=== What is required ===
Copy the material below line for line, changing nothing, and omit the pictures from your copy.

━━━━━━━━━━

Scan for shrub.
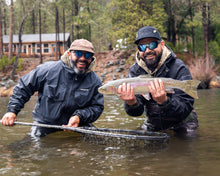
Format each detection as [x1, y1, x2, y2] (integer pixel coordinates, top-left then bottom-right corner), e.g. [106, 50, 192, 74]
[189, 58, 218, 89]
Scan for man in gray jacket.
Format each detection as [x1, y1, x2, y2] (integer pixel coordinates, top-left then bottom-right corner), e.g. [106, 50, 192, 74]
[118, 26, 198, 136]
[1, 39, 104, 137]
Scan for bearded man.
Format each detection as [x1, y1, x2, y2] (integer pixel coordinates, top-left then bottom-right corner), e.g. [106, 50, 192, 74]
[118, 26, 198, 136]
[1, 39, 104, 137]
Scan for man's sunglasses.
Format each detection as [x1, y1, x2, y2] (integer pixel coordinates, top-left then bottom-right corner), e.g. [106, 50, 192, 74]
[138, 41, 160, 52]
[74, 51, 93, 59]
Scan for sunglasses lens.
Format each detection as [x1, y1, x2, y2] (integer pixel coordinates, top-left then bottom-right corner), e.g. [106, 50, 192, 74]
[138, 45, 147, 52]
[85, 53, 93, 59]
[75, 51, 83, 57]
[138, 41, 158, 52]
[149, 42, 157, 50]
[74, 51, 93, 59]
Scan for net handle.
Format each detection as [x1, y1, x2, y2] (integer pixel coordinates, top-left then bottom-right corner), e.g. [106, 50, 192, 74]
[0, 120, 169, 140]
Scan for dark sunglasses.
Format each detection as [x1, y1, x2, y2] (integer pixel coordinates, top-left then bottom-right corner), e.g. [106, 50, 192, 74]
[74, 51, 93, 59]
[138, 41, 160, 52]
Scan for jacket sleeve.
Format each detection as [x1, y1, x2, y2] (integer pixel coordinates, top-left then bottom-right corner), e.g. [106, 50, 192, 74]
[159, 65, 194, 120]
[73, 80, 104, 126]
[7, 65, 45, 114]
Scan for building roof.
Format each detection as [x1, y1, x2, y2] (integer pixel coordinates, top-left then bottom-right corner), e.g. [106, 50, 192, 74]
[3, 33, 70, 43]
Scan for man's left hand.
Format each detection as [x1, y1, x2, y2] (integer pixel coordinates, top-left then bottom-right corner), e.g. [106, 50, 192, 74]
[62, 115, 80, 131]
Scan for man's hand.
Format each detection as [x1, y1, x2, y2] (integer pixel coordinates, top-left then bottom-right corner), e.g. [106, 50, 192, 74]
[149, 79, 167, 104]
[1, 112, 17, 126]
[62, 115, 80, 131]
[118, 83, 137, 106]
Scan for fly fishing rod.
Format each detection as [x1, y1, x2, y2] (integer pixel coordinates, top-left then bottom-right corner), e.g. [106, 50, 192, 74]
[0, 120, 169, 144]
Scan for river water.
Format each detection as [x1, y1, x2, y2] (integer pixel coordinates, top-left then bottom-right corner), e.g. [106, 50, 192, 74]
[0, 89, 220, 176]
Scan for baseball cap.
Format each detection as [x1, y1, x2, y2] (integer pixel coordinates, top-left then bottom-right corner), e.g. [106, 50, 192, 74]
[134, 26, 161, 44]
[69, 39, 95, 54]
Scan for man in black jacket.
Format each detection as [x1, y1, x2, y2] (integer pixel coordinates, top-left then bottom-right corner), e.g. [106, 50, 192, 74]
[1, 39, 104, 137]
[118, 26, 198, 135]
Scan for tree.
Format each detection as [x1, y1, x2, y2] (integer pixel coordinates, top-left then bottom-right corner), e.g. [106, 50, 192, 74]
[0, 0, 4, 59]
[38, 1, 43, 64]
[10, 0, 35, 80]
[8, 0, 13, 59]
[202, 2, 209, 70]
[108, 0, 166, 44]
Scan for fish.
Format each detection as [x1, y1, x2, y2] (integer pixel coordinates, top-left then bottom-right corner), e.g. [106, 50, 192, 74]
[98, 75, 200, 100]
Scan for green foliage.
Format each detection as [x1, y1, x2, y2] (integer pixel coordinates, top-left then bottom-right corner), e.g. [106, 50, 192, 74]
[0, 55, 9, 70]
[108, 0, 166, 47]
[209, 41, 220, 63]
[0, 55, 24, 71]
[10, 56, 24, 70]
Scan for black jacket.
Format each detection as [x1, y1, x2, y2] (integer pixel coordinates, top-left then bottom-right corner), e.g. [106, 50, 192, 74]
[7, 61, 104, 125]
[125, 47, 194, 130]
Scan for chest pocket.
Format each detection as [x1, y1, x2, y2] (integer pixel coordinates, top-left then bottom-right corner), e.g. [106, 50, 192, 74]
[75, 88, 92, 107]
[40, 84, 66, 120]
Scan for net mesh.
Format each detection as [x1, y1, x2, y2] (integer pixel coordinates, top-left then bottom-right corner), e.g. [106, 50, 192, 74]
[81, 127, 169, 148]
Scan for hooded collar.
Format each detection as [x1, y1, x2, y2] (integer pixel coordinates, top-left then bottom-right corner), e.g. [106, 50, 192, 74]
[61, 50, 96, 73]
[136, 46, 172, 75]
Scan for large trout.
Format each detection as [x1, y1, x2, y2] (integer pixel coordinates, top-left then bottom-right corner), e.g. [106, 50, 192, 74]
[98, 75, 200, 99]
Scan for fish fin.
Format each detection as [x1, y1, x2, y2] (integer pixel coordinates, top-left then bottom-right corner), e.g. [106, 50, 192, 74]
[184, 80, 200, 99]
[142, 93, 151, 100]
[166, 89, 175, 94]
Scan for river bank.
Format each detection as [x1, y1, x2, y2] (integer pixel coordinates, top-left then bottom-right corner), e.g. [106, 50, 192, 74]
[0, 50, 220, 97]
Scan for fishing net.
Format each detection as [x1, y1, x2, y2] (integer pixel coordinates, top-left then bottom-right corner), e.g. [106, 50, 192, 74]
[6, 122, 169, 149]
[81, 127, 169, 148]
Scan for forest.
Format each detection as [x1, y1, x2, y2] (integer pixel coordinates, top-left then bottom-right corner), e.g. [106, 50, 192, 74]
[0, 0, 220, 86]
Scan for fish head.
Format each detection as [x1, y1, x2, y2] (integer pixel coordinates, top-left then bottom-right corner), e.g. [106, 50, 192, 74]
[98, 84, 117, 94]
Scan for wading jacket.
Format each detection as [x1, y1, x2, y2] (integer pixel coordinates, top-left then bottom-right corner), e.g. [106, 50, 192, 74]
[125, 47, 194, 130]
[7, 55, 104, 125]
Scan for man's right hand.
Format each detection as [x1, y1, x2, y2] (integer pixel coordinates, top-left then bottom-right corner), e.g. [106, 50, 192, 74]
[118, 83, 137, 106]
[1, 112, 17, 126]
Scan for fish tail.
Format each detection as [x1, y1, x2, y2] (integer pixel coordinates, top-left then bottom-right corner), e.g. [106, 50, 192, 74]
[181, 80, 200, 99]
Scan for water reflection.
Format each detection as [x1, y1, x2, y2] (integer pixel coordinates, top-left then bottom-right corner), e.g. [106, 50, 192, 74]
[0, 90, 220, 176]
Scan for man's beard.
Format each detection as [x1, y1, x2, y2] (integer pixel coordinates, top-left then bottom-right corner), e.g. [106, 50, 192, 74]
[70, 58, 89, 75]
[143, 51, 162, 70]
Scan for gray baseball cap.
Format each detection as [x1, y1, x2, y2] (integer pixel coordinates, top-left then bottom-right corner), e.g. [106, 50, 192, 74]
[69, 39, 95, 54]
[134, 26, 161, 44]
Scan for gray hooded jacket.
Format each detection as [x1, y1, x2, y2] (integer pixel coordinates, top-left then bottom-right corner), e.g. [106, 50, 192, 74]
[7, 52, 104, 125]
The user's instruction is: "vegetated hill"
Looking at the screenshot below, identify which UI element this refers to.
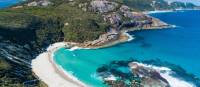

━━━━━━━━━━

=== Output for this task ===
Scan for shrub.
Format each detection as [x1, y1, x2, y2] (integer pixel coordinates, top-left then bottom-right corner), e.g. [106, 50, 192, 74]
[189, 58, 218, 89]
Scan for man in gray jacket.
Format each detection as [x1, y1, x2, y2] (integer pixel coordinates, top-left then bottom-right corner), e.g. [106, 50, 192, 74]
[118, 26, 198, 136]
[1, 39, 104, 137]
Scan for bearded man.
Format each detection as [x1, y1, x2, y2] (integer pixel coordinates, top-left then bottom-right corner), e.g. [106, 50, 192, 74]
[118, 26, 198, 136]
[1, 39, 104, 137]
Scan for man's sunglasses.
Format each detection as [x1, y1, x2, y2] (integer pixel coordinates, top-left then bottom-right corner), e.g. [106, 50, 192, 74]
[138, 41, 160, 52]
[74, 51, 93, 59]
Scan for sunglasses lens.
Format each detection as [x1, y1, x2, y2] (integer pixel coordinates, top-left then bottom-right corner), e.g. [106, 50, 192, 74]
[138, 45, 147, 52]
[85, 53, 93, 59]
[75, 51, 83, 57]
[138, 41, 158, 52]
[149, 42, 157, 50]
[74, 51, 93, 59]
Scan for net handle.
Format each detection as [x1, y1, x2, y2] (integer pixel coordinates, top-left then bottom-right corner), e.g. [106, 50, 192, 74]
[0, 120, 169, 140]
Scan for dark sunglasses.
Format each detection as [x1, y1, x2, y2] (integer pixel coordinates, top-left then bottom-right corner), e.g. [106, 50, 192, 74]
[74, 51, 93, 59]
[138, 41, 160, 52]
Scan for jacket sleeve.
Format each detection as [x1, y1, x2, y2] (integer pixel coordinates, top-left then bottom-right corner), e.g. [106, 50, 192, 74]
[159, 65, 194, 120]
[73, 80, 104, 126]
[7, 65, 45, 114]
Scan for building roof.
Format each detection as [x1, y1, x2, y2] (integer pixel coordinates, top-left then bottom-right corner), e.g. [106, 50, 192, 74]
[3, 33, 70, 43]
Scan for man's left hand.
Format each detection as [x1, y1, x2, y2] (integer pixel coordinates, top-left then bottom-right corner), e.g. [106, 50, 192, 74]
[62, 115, 80, 131]
Scan for man's hand.
Format each detection as [x1, y1, x2, y2] (integer pixel coordinates, top-left then bottom-right corner), e.g. [106, 50, 192, 74]
[149, 79, 167, 104]
[1, 112, 17, 126]
[62, 115, 80, 131]
[118, 83, 137, 106]
Scan for fly fishing rod.
Format each detection as [x1, y1, x2, y2] (integer pixel coordinates, top-left then bottom-right corner), e.g. [106, 50, 192, 74]
[0, 120, 169, 144]
Scan for river water.
Format each detection as [x1, y1, x2, y2] (integer pixel coordinates, top-left then bottom-right corner), e.g. [106, 50, 192, 74]
[0, 89, 220, 176]
Scan for baseball cap.
Format each detection as [x1, y1, x2, y2] (integer pixel coordinates, top-left then bottom-right corner), e.g. [106, 50, 192, 74]
[134, 26, 161, 44]
[69, 39, 95, 54]
Scan for man in black jacket.
Format each detection as [x1, y1, x2, y2] (integer pixel coordinates, top-left then bottom-right corner), e.g. [106, 50, 192, 74]
[1, 39, 104, 137]
[118, 26, 198, 135]
Scan for tree.
Format each detection as [x1, y1, x2, y2] (integer pixel coordinates, top-left then bottom-right corner), e.g. [106, 50, 192, 74]
[0, 0, 4, 59]
[38, 1, 43, 64]
[10, 0, 35, 80]
[8, 0, 13, 59]
[202, 2, 209, 70]
[108, 0, 166, 44]
Scan for fish.
Format each detection as [x1, y1, x2, y2] (integer pixel coordinates, top-left then bottom-right corner), e.g. [106, 50, 192, 74]
[98, 75, 200, 100]
Scan for green foliage.
Format each detection as [x1, y1, x2, y2] (integer pixel coordinates, top-left then bottom-right corner), e.g. [106, 50, 192, 74]
[0, 55, 9, 70]
[108, 0, 166, 47]
[209, 41, 220, 63]
[0, 55, 24, 71]
[10, 56, 24, 70]
Scan for black jacket.
Format each detection as [x1, y1, x2, y2] (integer pixel coordinates, top-left then bottom-right corner), e.g. [106, 50, 192, 74]
[7, 61, 104, 125]
[125, 47, 194, 130]
Scan for chest pocket.
Format each detection as [x1, y1, x2, y2] (integer pixel coordinates, top-left then bottom-right corner), e.g. [106, 50, 192, 74]
[75, 88, 92, 107]
[40, 84, 66, 120]
Scan for net mesh.
Format each detection as [x1, y1, x2, y2] (integer pixel coordinates, top-left then bottom-right corner), e.g. [106, 50, 192, 74]
[81, 127, 169, 148]
Scan for hooded collar.
Format each detection as [x1, y1, x2, y2] (integer pixel coordinates, top-left then bottom-right corner), e.g. [106, 50, 192, 74]
[61, 50, 96, 73]
[136, 46, 172, 75]
Scan for large trout.
Format each detection as [x1, y1, x2, y2] (integer pixel coordinates, top-left then bottom-right corner), e.g. [106, 50, 192, 74]
[98, 75, 200, 99]
Scan for fish fin.
Format each detection as [x1, y1, x2, y2] (integer pixel coordinates, top-left then bottom-right corner), e.g. [106, 50, 192, 74]
[184, 80, 200, 99]
[142, 93, 151, 100]
[166, 89, 175, 94]
Scan for river bank.
Format each detection as [x1, y1, x2, y2] (integer pixel coordinates, top-left then bottom-right corner), e.g. [106, 50, 192, 74]
[0, 50, 220, 97]
Scan for fishing net.
Format each detection as [x1, y1, x2, y2] (integer pixel coordinates, top-left then bottom-right corner), e.g. [106, 50, 192, 74]
[6, 122, 169, 149]
[81, 127, 169, 148]
Scan for forest.
Format each detection as [x1, y1, x2, y2] (integer pixel coordinates, top-left then bottom-right corner), e.g. [106, 50, 192, 74]
[0, 0, 220, 86]
Scan for fish head.
Format each detection as [x1, y1, x2, y2] (integer pixel coordinates, top-left then bottom-right corner), e.g. [106, 50, 192, 74]
[98, 84, 117, 94]
Scan for wading jacket.
Format each detection as [x1, y1, x2, y2] (integer pixel coordinates, top-left then bottom-right corner), e.g. [106, 50, 192, 74]
[125, 47, 194, 130]
[7, 55, 104, 125]
Scan for man's right hand.
Format each detection as [x1, y1, x2, y2] (integer pixel coordinates, top-left then bottom-right corner), e.g. [106, 50, 192, 74]
[118, 83, 137, 106]
[1, 112, 17, 126]
Scan for fish tail.
Format each detection as [x1, y1, x2, y2] (integer pixel coordinates, top-left then bottom-right corner), e.g. [106, 50, 192, 74]
[181, 80, 200, 99]
Scan for water reflection.
Format each detection as [x1, y1, x2, y2] (integer pixel coordinates, top-left then bottom-right corner), e.g. [106, 50, 192, 74]
[0, 90, 220, 176]
Scan for man's beard.
Format each detection as [x1, y1, x2, y2] (integer pixel coordinates, top-left then bottom-right corner), e.g. [106, 50, 192, 74]
[70, 58, 89, 75]
[143, 51, 162, 70]
Scan for gray baseball cap.
Format each detection as [x1, y1, x2, y2] (integer pixel coordinates, top-left then bottom-right corner), e.g. [106, 50, 192, 74]
[69, 39, 95, 54]
[134, 26, 161, 44]
Scan for gray hooded jacket.
Format each detection as [x1, y1, x2, y2] (integer pixel coordinates, top-left then bottom-right corner), e.g. [106, 50, 192, 74]
[7, 52, 104, 125]
The user's instruction is: "vegetated hill"
Looking at the screenshot below, identify which UI element this refers to.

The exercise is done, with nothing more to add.